> [ПОКАЗАННЫЙ ТЕКСТ]:
Профессор и семья Брумонти – представители аристократических кругов, между ними нет классового или социального конфликта. Это конфликт взглядов, миропониманий и мироощущений. Профессор живёт, наслаждаясь культурной традицией классического искусства, полного гармонии и устремлённости к высокому, но выключил себя из реальной жизни и поэтому почти мёртв. Его квартира похожа на музей, а он сам на экспонат. Постоянно ссорящаяся и выясняющая отношения семейка маркизы Брумонти ведёт себя крайне эгоистично, тратя силы исключительно на свои прихоти. Они похожи на клубок змей, то кусающих, то обвивающих друг друга. Бьянка, её молодой любовник Конрад, дочь Льетта, её жених связаны не столько родством, сколько порочной любовью, жаждой наслаждений, политическими интригами – образчик современной, духовно деформированной европейской семейственности, где каждый преследует свои личные интересы. Их дух поражен болезнями времени, в котором они живут. Возможно именно поэтому они в чём-то интересны Профессору, который со временем вопреки своим убеждениям включается в жизнь непрошенных соседей.

> [ЗАДАНИЕ]:
На что похожа квартира Профессора, если верить тексту о Профессоре и семье Брумонти?

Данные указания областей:
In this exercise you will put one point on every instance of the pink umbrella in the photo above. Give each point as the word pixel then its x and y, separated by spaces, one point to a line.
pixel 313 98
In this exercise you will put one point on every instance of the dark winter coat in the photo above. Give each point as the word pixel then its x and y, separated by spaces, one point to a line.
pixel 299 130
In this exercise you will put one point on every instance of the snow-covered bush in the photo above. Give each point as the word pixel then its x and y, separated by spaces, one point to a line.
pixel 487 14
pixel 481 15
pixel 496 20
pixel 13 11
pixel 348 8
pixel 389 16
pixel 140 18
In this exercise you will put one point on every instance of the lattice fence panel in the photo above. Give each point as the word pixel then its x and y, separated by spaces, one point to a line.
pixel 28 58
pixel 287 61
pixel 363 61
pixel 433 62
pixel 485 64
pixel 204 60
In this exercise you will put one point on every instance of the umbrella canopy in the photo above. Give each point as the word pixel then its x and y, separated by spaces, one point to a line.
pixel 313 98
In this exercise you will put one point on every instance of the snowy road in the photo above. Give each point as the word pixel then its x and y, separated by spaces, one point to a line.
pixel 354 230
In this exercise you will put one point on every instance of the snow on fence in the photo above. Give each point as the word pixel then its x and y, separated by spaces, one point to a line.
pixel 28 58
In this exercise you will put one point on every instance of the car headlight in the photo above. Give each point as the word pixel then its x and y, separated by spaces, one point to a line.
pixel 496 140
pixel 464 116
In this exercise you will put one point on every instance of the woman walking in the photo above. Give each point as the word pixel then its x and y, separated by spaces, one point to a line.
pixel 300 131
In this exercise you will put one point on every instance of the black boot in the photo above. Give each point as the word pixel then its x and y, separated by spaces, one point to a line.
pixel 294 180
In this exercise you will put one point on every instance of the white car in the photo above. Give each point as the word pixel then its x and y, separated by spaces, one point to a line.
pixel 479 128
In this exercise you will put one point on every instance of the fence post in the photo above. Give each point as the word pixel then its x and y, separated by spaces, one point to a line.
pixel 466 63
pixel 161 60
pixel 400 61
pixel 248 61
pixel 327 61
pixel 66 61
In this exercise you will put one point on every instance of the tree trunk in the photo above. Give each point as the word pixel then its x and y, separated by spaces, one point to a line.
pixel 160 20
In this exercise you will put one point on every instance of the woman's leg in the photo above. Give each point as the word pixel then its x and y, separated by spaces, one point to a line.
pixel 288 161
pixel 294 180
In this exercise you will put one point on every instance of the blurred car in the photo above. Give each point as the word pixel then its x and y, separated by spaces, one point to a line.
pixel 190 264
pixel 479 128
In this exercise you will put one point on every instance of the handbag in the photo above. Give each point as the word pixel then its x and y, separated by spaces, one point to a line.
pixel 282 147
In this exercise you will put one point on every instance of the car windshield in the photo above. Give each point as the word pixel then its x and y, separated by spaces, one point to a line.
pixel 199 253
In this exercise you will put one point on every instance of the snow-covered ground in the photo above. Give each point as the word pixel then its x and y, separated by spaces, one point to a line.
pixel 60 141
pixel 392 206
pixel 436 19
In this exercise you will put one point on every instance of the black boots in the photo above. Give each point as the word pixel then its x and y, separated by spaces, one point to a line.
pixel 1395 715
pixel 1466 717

> [ОТВЕТ К ЗАДАНИЮ]:
На музей.